### EXERCISE OBJECTIVE
Repeat every record word for word and omit the images.

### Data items
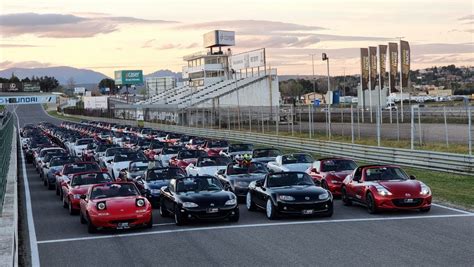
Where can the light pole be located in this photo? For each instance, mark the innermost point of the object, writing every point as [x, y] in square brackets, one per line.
[326, 58]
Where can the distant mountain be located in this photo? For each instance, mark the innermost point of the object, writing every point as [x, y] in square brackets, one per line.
[62, 74]
[165, 73]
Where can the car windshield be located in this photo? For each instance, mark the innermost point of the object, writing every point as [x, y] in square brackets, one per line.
[385, 174]
[90, 178]
[296, 158]
[254, 167]
[240, 147]
[288, 179]
[338, 165]
[77, 168]
[264, 153]
[191, 154]
[113, 190]
[198, 184]
[165, 174]
[213, 161]
[128, 157]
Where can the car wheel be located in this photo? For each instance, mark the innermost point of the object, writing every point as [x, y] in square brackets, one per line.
[370, 202]
[178, 218]
[425, 209]
[163, 211]
[345, 199]
[271, 210]
[249, 202]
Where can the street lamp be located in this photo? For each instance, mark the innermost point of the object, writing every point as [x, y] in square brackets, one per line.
[326, 58]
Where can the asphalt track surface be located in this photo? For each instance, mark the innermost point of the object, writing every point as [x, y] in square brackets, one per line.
[441, 237]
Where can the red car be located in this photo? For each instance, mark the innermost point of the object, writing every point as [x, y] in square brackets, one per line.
[116, 205]
[330, 172]
[78, 185]
[186, 157]
[214, 147]
[385, 187]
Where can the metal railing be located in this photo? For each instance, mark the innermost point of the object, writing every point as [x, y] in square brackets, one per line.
[6, 133]
[430, 160]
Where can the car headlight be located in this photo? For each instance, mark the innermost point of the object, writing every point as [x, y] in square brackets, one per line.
[286, 198]
[189, 205]
[425, 190]
[231, 202]
[382, 190]
[324, 195]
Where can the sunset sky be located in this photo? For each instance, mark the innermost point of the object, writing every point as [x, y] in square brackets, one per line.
[105, 35]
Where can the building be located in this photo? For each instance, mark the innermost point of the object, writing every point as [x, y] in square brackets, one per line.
[156, 85]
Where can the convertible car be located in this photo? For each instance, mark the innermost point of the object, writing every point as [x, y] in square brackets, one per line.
[289, 193]
[115, 205]
[385, 187]
[200, 198]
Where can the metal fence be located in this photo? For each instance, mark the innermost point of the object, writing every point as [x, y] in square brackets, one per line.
[6, 133]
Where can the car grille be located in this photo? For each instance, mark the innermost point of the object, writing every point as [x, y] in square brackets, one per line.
[401, 202]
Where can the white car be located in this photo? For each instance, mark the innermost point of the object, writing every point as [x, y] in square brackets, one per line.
[296, 162]
[207, 166]
[80, 145]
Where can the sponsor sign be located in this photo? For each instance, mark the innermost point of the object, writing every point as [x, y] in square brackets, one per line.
[128, 77]
[373, 66]
[405, 62]
[219, 38]
[95, 102]
[393, 67]
[382, 64]
[364, 66]
[251, 59]
[22, 100]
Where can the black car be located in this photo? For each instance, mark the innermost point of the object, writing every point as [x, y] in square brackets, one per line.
[201, 198]
[289, 193]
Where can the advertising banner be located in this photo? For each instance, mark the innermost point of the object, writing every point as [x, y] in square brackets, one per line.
[405, 57]
[22, 100]
[373, 66]
[382, 64]
[251, 59]
[364, 67]
[95, 102]
[393, 61]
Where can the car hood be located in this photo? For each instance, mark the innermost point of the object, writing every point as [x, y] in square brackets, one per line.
[402, 187]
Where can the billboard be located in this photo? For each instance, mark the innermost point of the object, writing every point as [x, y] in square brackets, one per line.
[382, 64]
[393, 61]
[373, 66]
[405, 62]
[95, 102]
[128, 77]
[22, 100]
[251, 59]
[364, 68]
[219, 38]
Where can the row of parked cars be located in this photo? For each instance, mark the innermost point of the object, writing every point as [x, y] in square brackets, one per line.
[114, 176]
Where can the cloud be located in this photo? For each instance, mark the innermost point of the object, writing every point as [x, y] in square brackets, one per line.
[23, 64]
[65, 25]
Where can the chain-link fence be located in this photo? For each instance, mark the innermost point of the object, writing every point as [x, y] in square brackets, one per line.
[6, 134]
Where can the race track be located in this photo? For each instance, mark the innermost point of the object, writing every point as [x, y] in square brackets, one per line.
[441, 237]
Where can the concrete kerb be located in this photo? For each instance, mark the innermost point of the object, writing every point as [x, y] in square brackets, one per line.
[9, 214]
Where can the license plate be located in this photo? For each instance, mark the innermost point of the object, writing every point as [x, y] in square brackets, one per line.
[212, 210]
[122, 226]
[307, 212]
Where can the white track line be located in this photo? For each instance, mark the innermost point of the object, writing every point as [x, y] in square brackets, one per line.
[252, 226]
[29, 211]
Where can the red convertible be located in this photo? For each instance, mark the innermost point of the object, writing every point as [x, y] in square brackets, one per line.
[116, 205]
[330, 172]
[385, 187]
[78, 185]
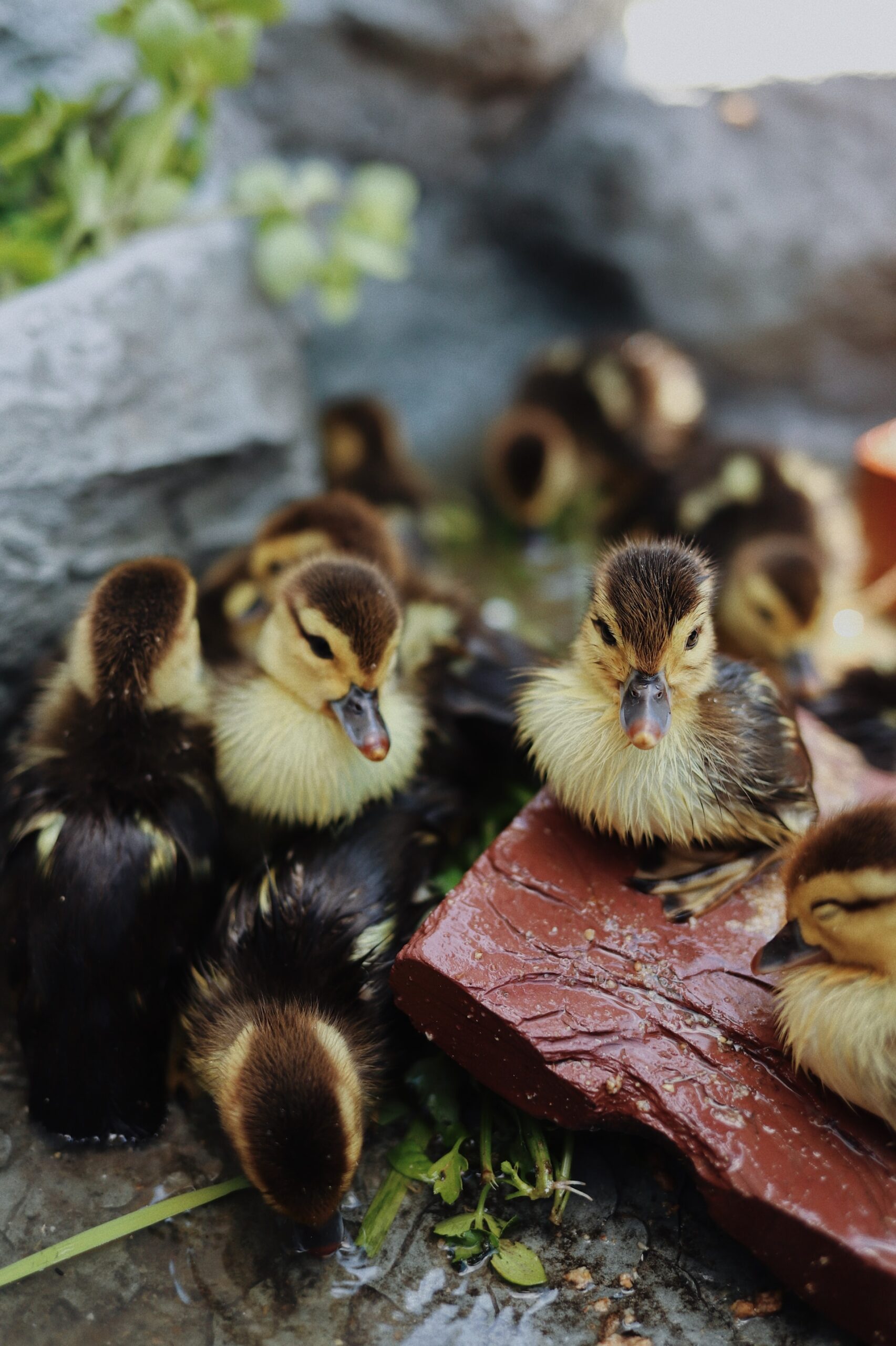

### EXERCISE OUTPUT
Where can the light pole be located in this photo? For each instance, mark the innermost point of the object, writing every point as [x, y] in square brackets, one per line.
[326, 58]
Where can the distant mountain be located in this photo? For each instance, mark the innermost point of the object, writing every point as [x, y] in square brackets, one per line.
[62, 74]
[165, 73]
Where can the car windshield be located in this photo? For each instance, mark the innermost point of the object, writing every point as [x, y] in square brackets, one per line.
[385, 174]
[90, 178]
[296, 158]
[254, 167]
[240, 147]
[288, 179]
[338, 165]
[77, 168]
[264, 153]
[191, 154]
[113, 190]
[198, 184]
[165, 174]
[213, 161]
[128, 157]
Where can the car wheel be located in this photo? For each instance, mark the innermost point of the object, writing every point as [x, y] in square brackets, one per line.
[370, 202]
[178, 218]
[425, 209]
[163, 211]
[345, 199]
[271, 210]
[249, 202]
Where can the street lamp be located in this photo? For each instance, mark the innermost point of the object, writing every point as [x, y] in square brackets, one per line.
[326, 58]
Where can the asphalt track surface be located in this photo? For each instance, mark the innermost point of the object, writing every point as [x, y] in square brackets, one per line.
[441, 237]
Where can the red car be located in this photo? For each instance, mark the innermost point of the object, writing every point as [x, y] in square brackets, one per line.
[116, 205]
[330, 172]
[78, 185]
[186, 157]
[214, 147]
[385, 187]
Where can the metal railing be located in this photo? For each instance, mark the innermost point of the object, writing every point as [x, y] in square brackets, one per line.
[6, 133]
[430, 160]
Where can the car headlight be located in this photo? For each instance, mark the innermost point of the object, writing every point as [x, y] in square brackets, one per line.
[286, 198]
[189, 205]
[425, 190]
[231, 202]
[382, 190]
[324, 195]
Where can the sunset sky be located in this photo? For each instance, mark the innermost point of the object, writing every point as [x, y] in square brackets, one per line.
[105, 35]
Where can the building be located in this photo? For each instance, mark the innermost point of the object, writing every point as [x, y] in square brackets, one per line.
[156, 85]
Where can the convertible car be located in this photo? For each instance, mark the innermost point of the object, writing every point as [x, y] in square brackets, one per line.
[289, 193]
[115, 205]
[385, 187]
[200, 198]
Where can the metal fence be located in this photo? For each instance, mark the innermost point of the object, writing every point as [x, y] in square brackets, one per line.
[6, 133]
Where can the car grille be located in this photo? For each instance, mark the innermost point of the object, writing every point as [x, y] in square brackets, one per line.
[401, 202]
Where can the white car be located in this photo? For each instance, mark the innermost point of the object, writing every point as [x, y] in square brackets, one per line.
[296, 162]
[207, 166]
[80, 145]
Where can the sponsor sign be located in this photo? For each instance, mark the innermost point of the object, writing every point as [x, y] in square brackets, one per line.
[128, 77]
[373, 66]
[405, 62]
[219, 38]
[95, 102]
[393, 67]
[382, 64]
[364, 66]
[251, 59]
[22, 100]
Where can the black car be located in this photo? For each instance, mark the innermost point of the object, writing every point as [x, y] in square brackets, one per line.
[201, 198]
[289, 193]
Where can the advertising banner be located in this photo? For each instance, mark the innermost point of the object, writing every point as [x, y] in square brackets, one per line.
[405, 57]
[22, 100]
[373, 66]
[382, 64]
[251, 59]
[364, 67]
[95, 102]
[393, 61]
Where can the car hood be located in this photo? For each instance, mark the innermost point of the object, writing every point as [x, y] in square brackets, one per line.
[402, 187]
Where can the billboard be located in this photo? For each instance, mark the innermost point of the object, writing every point as [x, y] in square brackets, one per line.
[382, 64]
[393, 61]
[373, 66]
[405, 62]
[95, 102]
[128, 77]
[22, 100]
[251, 59]
[364, 68]
[219, 38]
Where can the row of parked cars be located in this photo? For each instance, mark the innermost point of the object, writing every point as [x, y] in square brackets, one per line.
[114, 176]
Where can the cloud be located in this photo? For each instance, mark the innermost point of the object, writing every point as [x, y] in square brackets, one per line.
[23, 64]
[65, 25]
Where can the chain-link fence be located in this photo? For each instance, mark the innermost point of the object, writing every point as [x, y] in square brackets, one per line.
[6, 134]
Where can the race track be located in this photo? For each instance, mark the innermost point of the object, writing every point as [x, y] in square brackets, one per line.
[441, 237]
Where can the concrete kerb be located in this photo? For each instance, mark the innermost point of the object, writing every point as [x, y] in square brackets, one per line.
[9, 214]
Where can the license plate be located in this photo? For each instance, mark the innermost point of the object, writing every point as [x, y] in square brackets, one per line.
[212, 210]
[122, 226]
[307, 212]
Where can the white track line be located in this photo? For each instance, mark the innermost point of the object, writing every point as [x, y] in square brackets, one per line.
[252, 226]
[29, 211]
Where can the red convertible be located in this photo? For each instance, mark the innermost point of the object, writing every point as [x, y] in square brackets, one per line.
[116, 205]
[330, 172]
[385, 187]
[78, 185]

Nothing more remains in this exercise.